• [TEXTE À EXAMINER]:
◆ ◆ ◆ ◆

Pierre BOUGMA (Stagiaire)


Analyse du phénomène par un sociologue

Pour André Mano,sociologue et pasteur au Centre international d’évangélisation le métier de vendeur ambulant existe depuis une époque reculée. Certains de nos "richards" aujourd’hui ont d’abord été vendeurs ambulants, ce qui leur a permis de s’entraîner sur le terrain pour ensuite devenir ce qu’ils sont. Il précise que le phénomène a pris de l’ampleur avec les conditions drastiques sur le plan économique et la démographie galopante.

"Il fallait donc trouver des alternatives et cela a entraîné une multiplication du nombre de vendeurs ambulants". Tout cela ajouté à l’expérience d’ailleurs, notamment des pays côtiers où le phénomène est plus développé on assiste à son expansion. La plupart des vendeurs ambulants devenus riches proviennent de ces pays côtiers et ont développé un certain rythme économique, certaines attitudes et comportements économiques. Suite aux crises que connaissent ces pays, ces derniers se sont repliés dans leur pays d’origine et n’ont fait que transposer le phénomène.

"Il y a donc eu un phénomène d’initiation et cela a gonflé la situation et a amené beaucoup d’autres jeunes gens et de jeunes filles à s’y engager", affirme le pasteur-sociologue. Et de faire remarquer que ces vendeurs sont analphabètes et proviennent essentiellement des campagnes suite au phénomène de l’exode rural. Pour lui, le manque d’emploi en ville a, d’une part, provoqué le développement de ce métier, et d’autre part, la concurrence à laquelle sont exposés les commerçants les a convaincu squ’il ne suffit plus de rester collés à sa boutique sur place pour espérer enregistrer des gains. C’est ainsi qu’ils ont entrepris d’aller vers la clientèle.

◆ ◆ ◆ ◆

• [DONNÉES FOURNIES]:
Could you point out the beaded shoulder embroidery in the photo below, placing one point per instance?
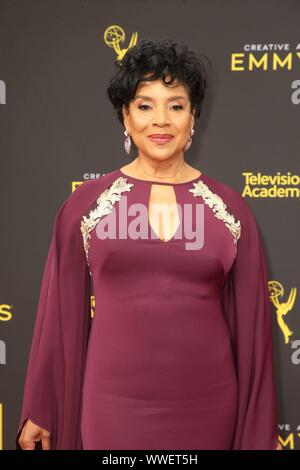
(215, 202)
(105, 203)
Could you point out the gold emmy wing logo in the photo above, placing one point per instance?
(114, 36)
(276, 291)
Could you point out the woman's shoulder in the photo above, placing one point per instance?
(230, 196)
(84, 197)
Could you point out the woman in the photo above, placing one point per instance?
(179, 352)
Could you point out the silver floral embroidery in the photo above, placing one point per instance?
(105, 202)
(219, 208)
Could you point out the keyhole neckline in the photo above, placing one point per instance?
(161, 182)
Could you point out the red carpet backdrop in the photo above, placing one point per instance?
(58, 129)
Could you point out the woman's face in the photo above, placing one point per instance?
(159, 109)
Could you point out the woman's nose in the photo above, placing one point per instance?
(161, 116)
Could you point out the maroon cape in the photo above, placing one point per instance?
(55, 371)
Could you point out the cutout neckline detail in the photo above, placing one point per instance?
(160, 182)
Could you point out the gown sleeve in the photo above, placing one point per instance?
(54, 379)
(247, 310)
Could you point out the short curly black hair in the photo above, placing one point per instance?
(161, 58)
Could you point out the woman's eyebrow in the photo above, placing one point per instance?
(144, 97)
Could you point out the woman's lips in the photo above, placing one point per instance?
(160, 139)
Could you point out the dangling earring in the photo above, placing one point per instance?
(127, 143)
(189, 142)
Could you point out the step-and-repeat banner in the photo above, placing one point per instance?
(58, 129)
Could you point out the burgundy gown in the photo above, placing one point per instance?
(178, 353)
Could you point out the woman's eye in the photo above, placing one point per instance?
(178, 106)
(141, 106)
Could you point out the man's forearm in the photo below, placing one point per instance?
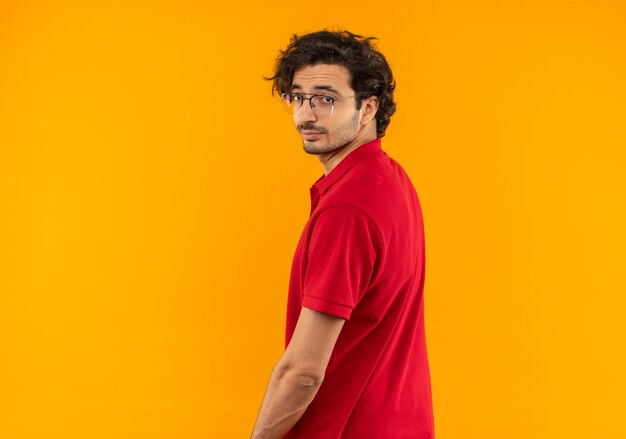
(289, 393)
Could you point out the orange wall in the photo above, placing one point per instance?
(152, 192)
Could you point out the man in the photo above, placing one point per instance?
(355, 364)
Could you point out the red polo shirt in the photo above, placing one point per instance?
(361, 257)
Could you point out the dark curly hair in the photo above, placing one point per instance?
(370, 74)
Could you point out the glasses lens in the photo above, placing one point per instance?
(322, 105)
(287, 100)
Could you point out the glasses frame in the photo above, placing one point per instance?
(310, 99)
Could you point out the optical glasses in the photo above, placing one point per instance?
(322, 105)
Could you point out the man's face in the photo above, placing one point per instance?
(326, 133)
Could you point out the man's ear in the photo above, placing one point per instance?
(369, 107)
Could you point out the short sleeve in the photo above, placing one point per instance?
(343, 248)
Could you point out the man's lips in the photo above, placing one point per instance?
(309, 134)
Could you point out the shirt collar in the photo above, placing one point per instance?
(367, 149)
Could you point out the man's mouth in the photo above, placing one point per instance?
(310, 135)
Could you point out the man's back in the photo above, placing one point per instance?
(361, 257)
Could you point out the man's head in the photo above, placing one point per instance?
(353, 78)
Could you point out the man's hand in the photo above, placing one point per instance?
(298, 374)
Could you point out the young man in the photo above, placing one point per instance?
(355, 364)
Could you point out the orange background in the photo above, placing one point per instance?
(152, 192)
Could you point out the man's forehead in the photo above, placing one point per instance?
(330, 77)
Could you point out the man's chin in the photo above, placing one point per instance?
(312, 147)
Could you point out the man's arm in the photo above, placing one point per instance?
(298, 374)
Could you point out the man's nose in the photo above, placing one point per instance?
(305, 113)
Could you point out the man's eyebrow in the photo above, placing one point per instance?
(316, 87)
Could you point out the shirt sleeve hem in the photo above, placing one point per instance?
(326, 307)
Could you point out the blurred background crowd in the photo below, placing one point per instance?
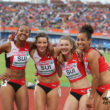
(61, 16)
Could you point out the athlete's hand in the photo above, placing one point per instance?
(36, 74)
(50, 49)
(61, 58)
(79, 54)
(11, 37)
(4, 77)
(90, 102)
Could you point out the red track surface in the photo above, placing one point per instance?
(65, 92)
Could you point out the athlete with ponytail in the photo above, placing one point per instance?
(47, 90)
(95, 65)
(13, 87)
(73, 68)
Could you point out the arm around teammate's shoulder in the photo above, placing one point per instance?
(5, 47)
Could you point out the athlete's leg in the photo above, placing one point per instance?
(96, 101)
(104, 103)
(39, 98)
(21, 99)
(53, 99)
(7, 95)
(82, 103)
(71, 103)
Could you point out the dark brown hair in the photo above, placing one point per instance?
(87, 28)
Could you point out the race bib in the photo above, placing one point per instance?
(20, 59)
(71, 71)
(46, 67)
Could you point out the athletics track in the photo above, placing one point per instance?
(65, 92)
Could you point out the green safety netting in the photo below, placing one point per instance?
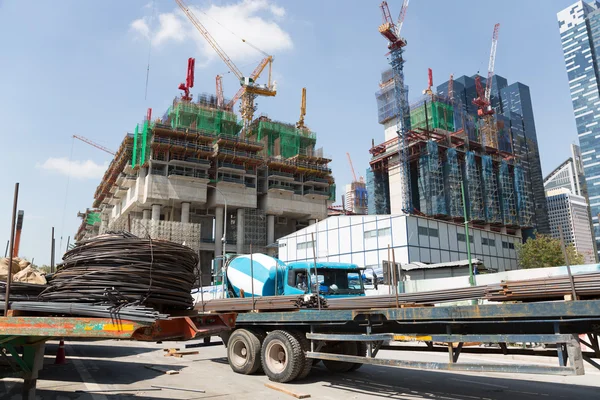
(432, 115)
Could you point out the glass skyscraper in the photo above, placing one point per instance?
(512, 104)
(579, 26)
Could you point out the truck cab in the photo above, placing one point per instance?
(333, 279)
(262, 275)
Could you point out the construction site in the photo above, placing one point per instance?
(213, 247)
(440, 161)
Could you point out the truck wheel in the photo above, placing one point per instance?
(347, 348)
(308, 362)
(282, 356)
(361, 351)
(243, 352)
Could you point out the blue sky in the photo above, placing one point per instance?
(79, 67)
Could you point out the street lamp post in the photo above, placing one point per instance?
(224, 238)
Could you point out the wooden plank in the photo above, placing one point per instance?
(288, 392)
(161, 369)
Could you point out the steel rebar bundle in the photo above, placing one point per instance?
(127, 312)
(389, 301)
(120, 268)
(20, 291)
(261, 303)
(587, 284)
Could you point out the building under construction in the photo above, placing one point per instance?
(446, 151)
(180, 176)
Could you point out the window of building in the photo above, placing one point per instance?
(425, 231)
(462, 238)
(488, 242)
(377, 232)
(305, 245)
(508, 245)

◆ ◆ ◆ ◆

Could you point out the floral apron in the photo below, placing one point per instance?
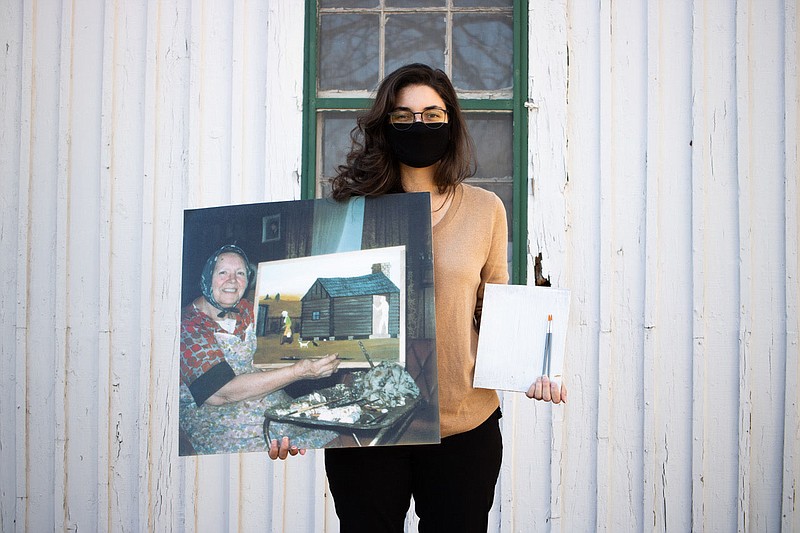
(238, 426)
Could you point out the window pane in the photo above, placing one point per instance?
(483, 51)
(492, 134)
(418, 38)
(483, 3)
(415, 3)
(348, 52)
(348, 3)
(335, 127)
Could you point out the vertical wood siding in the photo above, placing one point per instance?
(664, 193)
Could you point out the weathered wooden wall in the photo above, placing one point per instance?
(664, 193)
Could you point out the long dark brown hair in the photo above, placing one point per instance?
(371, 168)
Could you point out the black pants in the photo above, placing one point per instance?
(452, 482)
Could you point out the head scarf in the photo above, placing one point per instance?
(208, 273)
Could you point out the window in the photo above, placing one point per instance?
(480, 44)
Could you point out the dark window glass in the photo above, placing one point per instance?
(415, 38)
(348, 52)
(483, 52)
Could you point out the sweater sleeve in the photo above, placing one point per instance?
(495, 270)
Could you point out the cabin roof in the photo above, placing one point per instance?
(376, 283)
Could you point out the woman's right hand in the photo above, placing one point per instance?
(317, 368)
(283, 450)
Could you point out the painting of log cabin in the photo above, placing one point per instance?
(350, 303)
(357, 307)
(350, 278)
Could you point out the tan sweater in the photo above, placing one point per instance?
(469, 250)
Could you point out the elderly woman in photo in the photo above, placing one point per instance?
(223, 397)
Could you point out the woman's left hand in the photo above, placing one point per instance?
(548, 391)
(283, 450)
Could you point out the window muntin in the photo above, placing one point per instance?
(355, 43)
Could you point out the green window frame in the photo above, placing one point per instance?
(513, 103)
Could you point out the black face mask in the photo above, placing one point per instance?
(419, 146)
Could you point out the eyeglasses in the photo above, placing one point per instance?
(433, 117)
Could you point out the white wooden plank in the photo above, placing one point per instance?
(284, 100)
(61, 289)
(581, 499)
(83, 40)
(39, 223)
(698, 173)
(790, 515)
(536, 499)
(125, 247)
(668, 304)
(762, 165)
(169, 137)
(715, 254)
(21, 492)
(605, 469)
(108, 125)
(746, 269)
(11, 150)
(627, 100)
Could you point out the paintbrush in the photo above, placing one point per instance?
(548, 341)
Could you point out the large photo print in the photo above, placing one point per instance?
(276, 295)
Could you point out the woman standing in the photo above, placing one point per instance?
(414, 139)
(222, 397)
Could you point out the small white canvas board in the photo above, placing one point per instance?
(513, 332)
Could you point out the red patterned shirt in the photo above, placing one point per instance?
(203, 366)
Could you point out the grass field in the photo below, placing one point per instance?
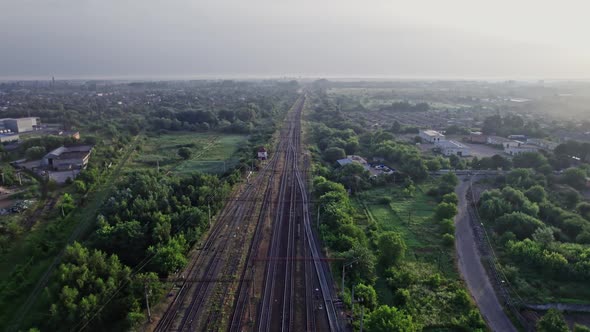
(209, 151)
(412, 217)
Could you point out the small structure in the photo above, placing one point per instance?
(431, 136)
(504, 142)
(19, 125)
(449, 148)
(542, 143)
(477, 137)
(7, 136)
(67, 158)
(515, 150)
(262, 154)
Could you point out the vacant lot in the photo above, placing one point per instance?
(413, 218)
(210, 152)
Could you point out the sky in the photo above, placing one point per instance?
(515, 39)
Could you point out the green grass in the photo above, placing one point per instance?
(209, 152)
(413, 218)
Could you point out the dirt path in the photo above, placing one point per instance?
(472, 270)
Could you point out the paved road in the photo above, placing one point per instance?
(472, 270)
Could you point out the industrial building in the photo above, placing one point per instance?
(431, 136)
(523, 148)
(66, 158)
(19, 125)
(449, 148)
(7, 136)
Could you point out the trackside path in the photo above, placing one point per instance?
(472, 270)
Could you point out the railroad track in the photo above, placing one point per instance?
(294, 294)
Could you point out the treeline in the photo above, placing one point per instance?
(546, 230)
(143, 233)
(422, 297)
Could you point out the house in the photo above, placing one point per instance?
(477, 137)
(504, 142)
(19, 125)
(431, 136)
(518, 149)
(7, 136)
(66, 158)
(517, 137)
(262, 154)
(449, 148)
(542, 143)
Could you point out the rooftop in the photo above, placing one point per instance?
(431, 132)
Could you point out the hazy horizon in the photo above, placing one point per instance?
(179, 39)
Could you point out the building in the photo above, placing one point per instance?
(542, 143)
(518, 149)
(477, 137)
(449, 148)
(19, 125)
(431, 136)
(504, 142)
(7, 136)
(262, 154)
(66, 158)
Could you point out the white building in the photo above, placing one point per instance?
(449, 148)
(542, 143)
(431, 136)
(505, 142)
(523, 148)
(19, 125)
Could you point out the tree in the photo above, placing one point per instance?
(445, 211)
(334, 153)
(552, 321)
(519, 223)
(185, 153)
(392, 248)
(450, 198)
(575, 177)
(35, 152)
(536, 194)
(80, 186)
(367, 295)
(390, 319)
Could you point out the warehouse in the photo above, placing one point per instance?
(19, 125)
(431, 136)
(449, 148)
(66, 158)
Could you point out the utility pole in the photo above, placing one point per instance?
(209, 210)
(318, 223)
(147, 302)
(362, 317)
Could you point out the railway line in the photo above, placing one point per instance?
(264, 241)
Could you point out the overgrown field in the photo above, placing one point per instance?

◆ ◆ ◆ ◆

• [CONSIGNE A]: Modifiez le texte sur les vendeurs ambulants de « Pierre BOUGMA (Stagiaire) » jusqu'à « la démographie galopante. » inclus en remplaçant « drastiques » par « difficiles ».
• [CONSIGNE B]: Poursuivez le texte sur les vendeurs ambulants à partir de l'endroit où il s'arrête.
La liste n'est pas nécessaire pour répondre.

• [ZONE DE RÉPONSE A]:
Pierre BOUGMA (Stagiaire)


Analyse du phénomène par un sociologue

Pour André Mano,sociologue et pasteur au Centre international d’évangélisation le métier de vendeur ambulant existe depuis une époque reculée. Certains de nos "richards" aujourd’hui ont d’abord été vendeurs ambulants, ce qui leur a permis de s’entraîner sur le terrain pour ensuite devenir ce qu’ils sont. Il précise que le phénomène a pris de l’ampleur avec les conditions difficiles sur le plan économique et la démographie galopante.

• [ZONE DE RÉPONSE B]:
"Tout phénomène social comporte en soi de bonnes et de mauvaises conséquences affirme M. Mano.

Ici, les conséquiences positives", c’est que le chômage diminue, les gens s’enrichissent de plus en plus" mais compte tenu du fait que l’homme est imparfait et son cœur pervers, il s’engage dans des actions qui lui nuisent plutôt que de contribuer à son développement. Ainsi sur le plan économique, avec ce phénomène, le service des impôts n’arrivent plus à récolter l’argent que les contribuables doivent à l’Etat. "Tous les vendeurs ambulants sont normalement des contribuables et on devrait leur imposer quelque chose", soutient le ministre de l’Evangile. Le service des Impôts n’arrivant pas à les saisir, cela peut nuire à l’économie nationale.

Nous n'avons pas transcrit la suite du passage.